Written problem → Beginning with the line where "In the photo above, each instance of the utility" appears, restate the lines word for word through the last one in the listing.

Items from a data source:
——————————
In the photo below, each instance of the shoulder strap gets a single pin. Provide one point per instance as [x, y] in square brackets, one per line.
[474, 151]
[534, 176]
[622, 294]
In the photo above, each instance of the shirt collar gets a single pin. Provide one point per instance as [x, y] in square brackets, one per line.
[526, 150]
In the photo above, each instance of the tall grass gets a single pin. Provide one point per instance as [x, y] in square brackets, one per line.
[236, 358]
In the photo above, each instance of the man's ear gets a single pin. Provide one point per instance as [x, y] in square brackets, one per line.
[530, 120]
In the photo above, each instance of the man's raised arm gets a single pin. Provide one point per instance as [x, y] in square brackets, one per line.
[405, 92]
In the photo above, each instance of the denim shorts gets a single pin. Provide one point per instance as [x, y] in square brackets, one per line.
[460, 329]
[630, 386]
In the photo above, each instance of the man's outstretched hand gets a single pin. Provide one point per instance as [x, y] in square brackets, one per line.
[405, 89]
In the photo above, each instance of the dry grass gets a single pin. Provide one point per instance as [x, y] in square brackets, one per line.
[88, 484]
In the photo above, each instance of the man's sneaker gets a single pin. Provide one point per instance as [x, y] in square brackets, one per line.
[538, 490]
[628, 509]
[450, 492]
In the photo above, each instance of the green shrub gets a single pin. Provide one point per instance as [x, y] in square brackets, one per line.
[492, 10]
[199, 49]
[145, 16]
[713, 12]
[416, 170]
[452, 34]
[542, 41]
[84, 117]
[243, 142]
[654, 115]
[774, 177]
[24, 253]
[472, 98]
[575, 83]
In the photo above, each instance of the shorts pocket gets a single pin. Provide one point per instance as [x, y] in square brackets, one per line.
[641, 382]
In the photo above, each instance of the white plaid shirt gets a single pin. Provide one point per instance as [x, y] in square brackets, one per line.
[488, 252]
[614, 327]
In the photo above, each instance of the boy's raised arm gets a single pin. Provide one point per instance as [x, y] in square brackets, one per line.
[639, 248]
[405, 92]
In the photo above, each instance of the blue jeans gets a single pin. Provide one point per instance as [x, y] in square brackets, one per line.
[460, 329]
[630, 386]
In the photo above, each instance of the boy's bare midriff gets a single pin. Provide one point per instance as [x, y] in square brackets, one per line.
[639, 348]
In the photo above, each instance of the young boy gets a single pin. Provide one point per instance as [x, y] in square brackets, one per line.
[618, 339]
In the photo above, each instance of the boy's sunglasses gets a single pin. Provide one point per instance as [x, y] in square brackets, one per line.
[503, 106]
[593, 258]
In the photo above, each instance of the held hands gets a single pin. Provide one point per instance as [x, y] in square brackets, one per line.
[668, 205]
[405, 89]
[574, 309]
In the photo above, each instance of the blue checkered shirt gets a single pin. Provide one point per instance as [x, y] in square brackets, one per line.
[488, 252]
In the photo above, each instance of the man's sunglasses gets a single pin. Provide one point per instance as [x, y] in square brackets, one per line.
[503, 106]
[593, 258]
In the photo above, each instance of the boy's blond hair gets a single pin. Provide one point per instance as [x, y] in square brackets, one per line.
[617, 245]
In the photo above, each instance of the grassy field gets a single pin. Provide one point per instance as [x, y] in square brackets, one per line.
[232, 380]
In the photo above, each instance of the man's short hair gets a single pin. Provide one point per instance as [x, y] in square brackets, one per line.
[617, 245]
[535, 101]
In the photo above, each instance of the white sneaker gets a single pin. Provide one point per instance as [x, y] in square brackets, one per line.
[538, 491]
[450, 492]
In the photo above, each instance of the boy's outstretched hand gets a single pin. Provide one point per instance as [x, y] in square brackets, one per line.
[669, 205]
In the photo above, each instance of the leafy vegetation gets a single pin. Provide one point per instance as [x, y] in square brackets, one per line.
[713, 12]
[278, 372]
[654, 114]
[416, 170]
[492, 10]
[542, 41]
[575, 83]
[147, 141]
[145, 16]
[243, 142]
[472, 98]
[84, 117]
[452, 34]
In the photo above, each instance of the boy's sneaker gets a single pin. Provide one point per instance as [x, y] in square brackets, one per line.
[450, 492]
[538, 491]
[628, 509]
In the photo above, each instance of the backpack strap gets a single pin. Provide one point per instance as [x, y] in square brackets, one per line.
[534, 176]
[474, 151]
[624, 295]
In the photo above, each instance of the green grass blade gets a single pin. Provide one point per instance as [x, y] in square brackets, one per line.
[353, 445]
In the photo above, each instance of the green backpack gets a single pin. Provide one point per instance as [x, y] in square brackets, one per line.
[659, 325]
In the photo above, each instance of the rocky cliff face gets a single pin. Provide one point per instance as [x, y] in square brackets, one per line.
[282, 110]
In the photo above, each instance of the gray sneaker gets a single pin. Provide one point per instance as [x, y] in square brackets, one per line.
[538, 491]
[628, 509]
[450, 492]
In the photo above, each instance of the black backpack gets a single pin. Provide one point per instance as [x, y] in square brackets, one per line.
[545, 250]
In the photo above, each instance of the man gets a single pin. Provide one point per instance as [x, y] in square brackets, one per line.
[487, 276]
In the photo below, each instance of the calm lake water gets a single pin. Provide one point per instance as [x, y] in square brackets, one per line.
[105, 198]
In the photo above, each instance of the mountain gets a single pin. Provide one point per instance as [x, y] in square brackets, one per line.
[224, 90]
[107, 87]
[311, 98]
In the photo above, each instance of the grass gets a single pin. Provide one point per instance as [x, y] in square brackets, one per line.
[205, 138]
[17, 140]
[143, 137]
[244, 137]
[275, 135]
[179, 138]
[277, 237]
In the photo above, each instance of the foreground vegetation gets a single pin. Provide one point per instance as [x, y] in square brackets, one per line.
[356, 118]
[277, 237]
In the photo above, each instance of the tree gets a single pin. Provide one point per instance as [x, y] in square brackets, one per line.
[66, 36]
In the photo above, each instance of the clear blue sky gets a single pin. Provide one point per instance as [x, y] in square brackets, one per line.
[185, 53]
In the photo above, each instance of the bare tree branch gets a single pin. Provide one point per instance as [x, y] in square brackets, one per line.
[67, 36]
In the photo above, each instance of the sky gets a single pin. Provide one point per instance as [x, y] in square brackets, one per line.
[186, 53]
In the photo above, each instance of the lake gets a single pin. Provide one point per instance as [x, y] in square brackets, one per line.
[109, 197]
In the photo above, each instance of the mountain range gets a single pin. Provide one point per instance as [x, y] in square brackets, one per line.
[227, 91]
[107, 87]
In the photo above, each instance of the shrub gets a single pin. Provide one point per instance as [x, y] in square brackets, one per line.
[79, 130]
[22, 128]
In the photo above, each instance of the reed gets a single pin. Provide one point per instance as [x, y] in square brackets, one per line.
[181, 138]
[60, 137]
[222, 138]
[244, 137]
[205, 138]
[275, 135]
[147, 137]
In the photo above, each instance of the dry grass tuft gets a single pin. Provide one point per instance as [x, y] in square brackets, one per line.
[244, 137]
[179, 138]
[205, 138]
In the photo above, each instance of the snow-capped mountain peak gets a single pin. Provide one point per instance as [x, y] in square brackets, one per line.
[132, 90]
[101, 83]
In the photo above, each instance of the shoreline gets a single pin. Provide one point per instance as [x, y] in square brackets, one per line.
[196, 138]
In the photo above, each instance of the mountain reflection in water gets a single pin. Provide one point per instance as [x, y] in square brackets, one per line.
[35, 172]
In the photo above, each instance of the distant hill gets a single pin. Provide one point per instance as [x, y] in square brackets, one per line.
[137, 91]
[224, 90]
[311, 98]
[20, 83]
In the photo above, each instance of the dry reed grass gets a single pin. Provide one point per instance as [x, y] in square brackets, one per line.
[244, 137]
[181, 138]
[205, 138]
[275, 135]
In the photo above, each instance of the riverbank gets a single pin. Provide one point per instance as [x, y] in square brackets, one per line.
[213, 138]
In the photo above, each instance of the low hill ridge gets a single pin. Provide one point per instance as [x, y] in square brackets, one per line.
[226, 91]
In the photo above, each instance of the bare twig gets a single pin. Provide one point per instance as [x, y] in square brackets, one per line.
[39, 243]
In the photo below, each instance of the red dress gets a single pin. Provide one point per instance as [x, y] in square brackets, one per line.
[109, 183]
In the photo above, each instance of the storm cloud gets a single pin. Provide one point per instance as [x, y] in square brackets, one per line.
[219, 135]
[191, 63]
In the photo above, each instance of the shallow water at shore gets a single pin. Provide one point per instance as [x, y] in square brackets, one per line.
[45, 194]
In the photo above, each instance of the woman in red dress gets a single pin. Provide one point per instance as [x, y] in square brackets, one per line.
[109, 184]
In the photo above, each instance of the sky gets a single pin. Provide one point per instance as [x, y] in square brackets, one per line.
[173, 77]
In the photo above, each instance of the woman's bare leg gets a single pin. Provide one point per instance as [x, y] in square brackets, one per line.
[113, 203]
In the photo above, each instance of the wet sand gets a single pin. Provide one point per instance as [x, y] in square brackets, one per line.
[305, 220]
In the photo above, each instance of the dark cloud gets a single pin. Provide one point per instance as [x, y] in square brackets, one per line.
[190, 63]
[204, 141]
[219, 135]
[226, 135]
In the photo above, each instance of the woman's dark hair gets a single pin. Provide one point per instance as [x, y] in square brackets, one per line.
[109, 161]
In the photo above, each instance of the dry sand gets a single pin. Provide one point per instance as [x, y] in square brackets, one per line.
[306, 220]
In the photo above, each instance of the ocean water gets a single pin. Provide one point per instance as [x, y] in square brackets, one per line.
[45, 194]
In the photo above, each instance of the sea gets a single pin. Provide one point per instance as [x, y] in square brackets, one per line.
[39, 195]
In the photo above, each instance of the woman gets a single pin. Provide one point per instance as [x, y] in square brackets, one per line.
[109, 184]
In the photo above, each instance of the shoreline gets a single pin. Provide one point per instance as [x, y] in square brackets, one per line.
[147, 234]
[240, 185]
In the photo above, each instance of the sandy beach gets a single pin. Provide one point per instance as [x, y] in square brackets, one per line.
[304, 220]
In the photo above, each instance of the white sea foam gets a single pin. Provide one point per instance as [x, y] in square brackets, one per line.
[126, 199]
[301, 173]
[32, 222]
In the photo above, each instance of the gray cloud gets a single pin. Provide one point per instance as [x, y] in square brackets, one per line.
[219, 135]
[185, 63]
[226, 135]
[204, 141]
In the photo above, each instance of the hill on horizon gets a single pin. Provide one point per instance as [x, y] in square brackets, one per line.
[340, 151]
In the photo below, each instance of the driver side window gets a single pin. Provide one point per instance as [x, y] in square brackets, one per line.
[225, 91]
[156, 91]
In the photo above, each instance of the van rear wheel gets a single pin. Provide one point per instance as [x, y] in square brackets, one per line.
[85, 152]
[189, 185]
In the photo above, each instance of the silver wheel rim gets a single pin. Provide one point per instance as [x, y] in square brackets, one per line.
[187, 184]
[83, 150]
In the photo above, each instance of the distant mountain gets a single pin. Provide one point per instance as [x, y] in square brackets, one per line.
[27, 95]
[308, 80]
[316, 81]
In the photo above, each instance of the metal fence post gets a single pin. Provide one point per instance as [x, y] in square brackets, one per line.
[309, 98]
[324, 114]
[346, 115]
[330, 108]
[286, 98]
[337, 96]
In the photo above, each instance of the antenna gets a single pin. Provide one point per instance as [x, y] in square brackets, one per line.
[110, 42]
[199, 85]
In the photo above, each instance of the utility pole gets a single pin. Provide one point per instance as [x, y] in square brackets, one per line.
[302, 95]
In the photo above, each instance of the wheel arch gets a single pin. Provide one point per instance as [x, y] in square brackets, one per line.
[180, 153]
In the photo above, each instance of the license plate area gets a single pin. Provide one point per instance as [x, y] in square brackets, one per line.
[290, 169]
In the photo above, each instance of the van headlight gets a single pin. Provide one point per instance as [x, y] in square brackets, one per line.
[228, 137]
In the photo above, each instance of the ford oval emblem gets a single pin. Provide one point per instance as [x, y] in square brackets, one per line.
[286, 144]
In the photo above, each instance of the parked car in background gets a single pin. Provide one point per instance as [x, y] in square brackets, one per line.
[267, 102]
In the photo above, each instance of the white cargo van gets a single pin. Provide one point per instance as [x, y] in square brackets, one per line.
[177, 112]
——————————
Problem solution →
In the photo above, each instance of the utility pole gets a single pin. Provide one point per instance as [x, y] in square brackets, one per line.
[302, 95]
In the photo above, each instance of the wheel arch gets a single pin. Provide one point per instance as [x, y] in square brackets, one per line.
[180, 153]
In the photo above, each instance of the license plate area gets a single pin. Provide one point per instance as [x, y] in square brackets, one per line.
[290, 169]
In the photo above, each instance of the van headlight gets a single pin. Provide one point per instance as [x, y] in square brackets, one per line.
[228, 137]
In the photo above, each instance of the ford oval emblem gets a single pin. Provide one point per instance as [x, y] in square brackets, one per line.
[286, 144]
In the photo above, each instance of the parked car in background gets a single pin. Provide one point per instance as [x, y] in square brackets, one per line.
[267, 102]
In the photo above, each instance of the white cargo van gets a single pin. Provide one point per instance as [x, y] in square brackets, one per line.
[177, 112]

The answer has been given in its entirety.